Given request
Repeat, exactly and alone, every line from the line that contains "[tag] exposed tree" to the end of the entries.

Object location annotation data

• • • • • • •

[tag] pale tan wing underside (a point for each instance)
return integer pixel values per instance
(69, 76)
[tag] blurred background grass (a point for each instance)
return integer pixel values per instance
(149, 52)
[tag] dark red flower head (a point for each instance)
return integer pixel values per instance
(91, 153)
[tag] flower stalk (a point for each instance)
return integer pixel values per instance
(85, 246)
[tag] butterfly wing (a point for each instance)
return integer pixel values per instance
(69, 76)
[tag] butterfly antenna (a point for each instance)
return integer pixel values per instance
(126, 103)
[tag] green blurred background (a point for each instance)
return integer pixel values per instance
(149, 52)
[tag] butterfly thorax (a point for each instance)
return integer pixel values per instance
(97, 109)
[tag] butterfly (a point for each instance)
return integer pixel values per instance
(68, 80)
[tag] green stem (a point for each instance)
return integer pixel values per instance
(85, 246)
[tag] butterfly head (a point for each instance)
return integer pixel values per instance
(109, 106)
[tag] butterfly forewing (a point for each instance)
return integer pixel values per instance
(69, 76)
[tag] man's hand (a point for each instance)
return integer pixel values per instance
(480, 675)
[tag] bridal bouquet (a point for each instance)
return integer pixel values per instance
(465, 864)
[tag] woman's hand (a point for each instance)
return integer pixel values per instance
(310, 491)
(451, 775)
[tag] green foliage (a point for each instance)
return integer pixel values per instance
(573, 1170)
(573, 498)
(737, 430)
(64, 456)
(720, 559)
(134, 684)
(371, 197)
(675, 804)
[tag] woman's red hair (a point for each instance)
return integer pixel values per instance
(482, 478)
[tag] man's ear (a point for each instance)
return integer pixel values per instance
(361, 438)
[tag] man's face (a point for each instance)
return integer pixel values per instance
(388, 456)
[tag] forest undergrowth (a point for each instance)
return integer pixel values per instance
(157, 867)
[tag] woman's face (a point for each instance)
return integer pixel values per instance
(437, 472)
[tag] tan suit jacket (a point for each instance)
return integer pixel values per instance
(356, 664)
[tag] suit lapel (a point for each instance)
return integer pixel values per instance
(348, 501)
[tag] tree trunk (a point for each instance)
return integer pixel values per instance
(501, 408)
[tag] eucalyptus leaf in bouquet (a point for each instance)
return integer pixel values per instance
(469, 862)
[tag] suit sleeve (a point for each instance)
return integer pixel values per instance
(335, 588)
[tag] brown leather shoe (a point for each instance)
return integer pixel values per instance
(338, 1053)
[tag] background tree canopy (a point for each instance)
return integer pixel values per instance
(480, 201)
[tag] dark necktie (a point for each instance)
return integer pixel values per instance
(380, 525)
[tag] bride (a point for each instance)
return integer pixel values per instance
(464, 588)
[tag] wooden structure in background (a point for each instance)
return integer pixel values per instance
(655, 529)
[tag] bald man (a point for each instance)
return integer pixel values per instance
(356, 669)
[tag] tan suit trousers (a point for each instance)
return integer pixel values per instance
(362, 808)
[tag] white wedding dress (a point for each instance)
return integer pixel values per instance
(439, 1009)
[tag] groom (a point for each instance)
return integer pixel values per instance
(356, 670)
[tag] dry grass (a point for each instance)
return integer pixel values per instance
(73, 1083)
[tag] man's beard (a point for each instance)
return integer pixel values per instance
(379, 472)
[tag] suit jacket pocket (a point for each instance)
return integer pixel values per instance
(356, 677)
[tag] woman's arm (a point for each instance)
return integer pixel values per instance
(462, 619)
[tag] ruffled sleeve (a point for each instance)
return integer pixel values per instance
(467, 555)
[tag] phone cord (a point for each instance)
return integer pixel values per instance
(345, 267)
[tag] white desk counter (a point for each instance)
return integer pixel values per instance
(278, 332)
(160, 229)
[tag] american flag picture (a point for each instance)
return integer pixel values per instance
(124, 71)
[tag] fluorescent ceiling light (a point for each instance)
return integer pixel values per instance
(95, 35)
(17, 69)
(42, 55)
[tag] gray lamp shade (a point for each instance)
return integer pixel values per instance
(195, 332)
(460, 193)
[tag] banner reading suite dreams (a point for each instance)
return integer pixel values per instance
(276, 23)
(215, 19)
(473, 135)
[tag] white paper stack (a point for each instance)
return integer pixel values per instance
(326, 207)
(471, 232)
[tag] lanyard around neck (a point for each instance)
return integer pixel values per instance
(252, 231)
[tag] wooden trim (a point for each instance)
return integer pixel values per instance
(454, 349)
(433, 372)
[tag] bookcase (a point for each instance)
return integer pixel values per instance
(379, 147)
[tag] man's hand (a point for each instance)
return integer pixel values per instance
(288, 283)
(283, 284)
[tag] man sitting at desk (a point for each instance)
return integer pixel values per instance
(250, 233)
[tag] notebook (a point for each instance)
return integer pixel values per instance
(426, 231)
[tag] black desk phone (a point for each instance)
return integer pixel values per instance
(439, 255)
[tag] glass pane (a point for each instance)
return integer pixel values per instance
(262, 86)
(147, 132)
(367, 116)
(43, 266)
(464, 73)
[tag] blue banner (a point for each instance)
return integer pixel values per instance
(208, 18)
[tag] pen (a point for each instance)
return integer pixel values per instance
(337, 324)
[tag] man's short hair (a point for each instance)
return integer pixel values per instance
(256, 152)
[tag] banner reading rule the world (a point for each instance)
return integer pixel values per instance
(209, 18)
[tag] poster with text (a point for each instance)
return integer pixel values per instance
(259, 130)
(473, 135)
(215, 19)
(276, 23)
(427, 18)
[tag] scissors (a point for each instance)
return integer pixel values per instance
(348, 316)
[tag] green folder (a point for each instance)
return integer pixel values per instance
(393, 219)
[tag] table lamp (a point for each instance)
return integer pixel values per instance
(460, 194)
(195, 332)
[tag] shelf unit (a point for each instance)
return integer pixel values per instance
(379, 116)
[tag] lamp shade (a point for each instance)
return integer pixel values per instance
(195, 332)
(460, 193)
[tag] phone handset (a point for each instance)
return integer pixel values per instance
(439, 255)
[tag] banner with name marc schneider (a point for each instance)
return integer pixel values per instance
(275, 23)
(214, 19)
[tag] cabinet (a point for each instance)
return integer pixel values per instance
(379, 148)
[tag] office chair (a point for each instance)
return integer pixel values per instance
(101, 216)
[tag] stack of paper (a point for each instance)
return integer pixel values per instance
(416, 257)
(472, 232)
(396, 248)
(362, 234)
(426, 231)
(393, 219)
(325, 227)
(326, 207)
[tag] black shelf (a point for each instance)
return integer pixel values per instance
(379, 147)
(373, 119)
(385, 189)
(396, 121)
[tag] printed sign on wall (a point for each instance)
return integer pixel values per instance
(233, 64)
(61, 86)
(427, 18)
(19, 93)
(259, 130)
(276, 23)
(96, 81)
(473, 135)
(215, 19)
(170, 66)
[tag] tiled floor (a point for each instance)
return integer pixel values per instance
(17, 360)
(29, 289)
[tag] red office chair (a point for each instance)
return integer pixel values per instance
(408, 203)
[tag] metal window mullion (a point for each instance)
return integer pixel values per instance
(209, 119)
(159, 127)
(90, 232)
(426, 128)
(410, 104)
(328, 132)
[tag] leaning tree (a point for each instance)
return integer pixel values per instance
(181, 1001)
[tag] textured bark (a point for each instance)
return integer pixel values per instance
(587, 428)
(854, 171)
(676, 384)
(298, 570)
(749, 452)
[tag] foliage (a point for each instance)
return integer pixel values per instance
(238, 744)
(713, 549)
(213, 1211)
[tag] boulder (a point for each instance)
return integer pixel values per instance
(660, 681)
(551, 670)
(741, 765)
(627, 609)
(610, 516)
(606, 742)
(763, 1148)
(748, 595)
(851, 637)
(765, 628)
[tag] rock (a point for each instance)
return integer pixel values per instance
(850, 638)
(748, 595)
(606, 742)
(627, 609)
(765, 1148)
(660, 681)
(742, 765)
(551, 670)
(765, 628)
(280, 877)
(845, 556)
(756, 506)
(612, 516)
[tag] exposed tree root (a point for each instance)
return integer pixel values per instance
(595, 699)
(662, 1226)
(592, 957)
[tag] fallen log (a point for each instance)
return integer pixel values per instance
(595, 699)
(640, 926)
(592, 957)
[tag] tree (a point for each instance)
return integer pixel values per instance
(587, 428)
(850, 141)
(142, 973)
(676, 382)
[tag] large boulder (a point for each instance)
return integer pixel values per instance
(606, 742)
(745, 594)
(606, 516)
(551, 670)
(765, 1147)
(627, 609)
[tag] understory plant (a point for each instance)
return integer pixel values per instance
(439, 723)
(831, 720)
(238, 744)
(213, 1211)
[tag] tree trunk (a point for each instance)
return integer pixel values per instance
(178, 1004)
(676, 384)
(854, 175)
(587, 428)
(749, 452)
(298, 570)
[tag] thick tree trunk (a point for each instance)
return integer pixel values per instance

• • • • • • •

Worked answer
[tag] exposed tree root (a point for each instance)
return integer pixel values per instance
(595, 699)
(662, 1226)
(592, 957)
[tag] fallen log (a point for each instance)
return integer pixel values per instance
(595, 699)
(640, 926)
(592, 957)
[tag] tree (a point for each instance)
return integer pixel values per instance
(587, 428)
(850, 141)
(142, 973)
(676, 382)
[tag] large boulder (a point for each instance)
return integer pixel values per instance
(606, 742)
(745, 594)
(606, 516)
(551, 670)
(765, 1147)
(627, 609)
[tag] understory plant (a point for each instance)
return integer pixel values per instance
(439, 723)
(831, 720)
(238, 744)
(213, 1211)
[tag] tree trunk (a point for each instance)
return integer pixel values per instance
(178, 1004)
(676, 384)
(854, 175)
(587, 428)
(749, 452)
(298, 570)
[tag] thick tree trunk (a point for each instance)
return integer pixel values per instance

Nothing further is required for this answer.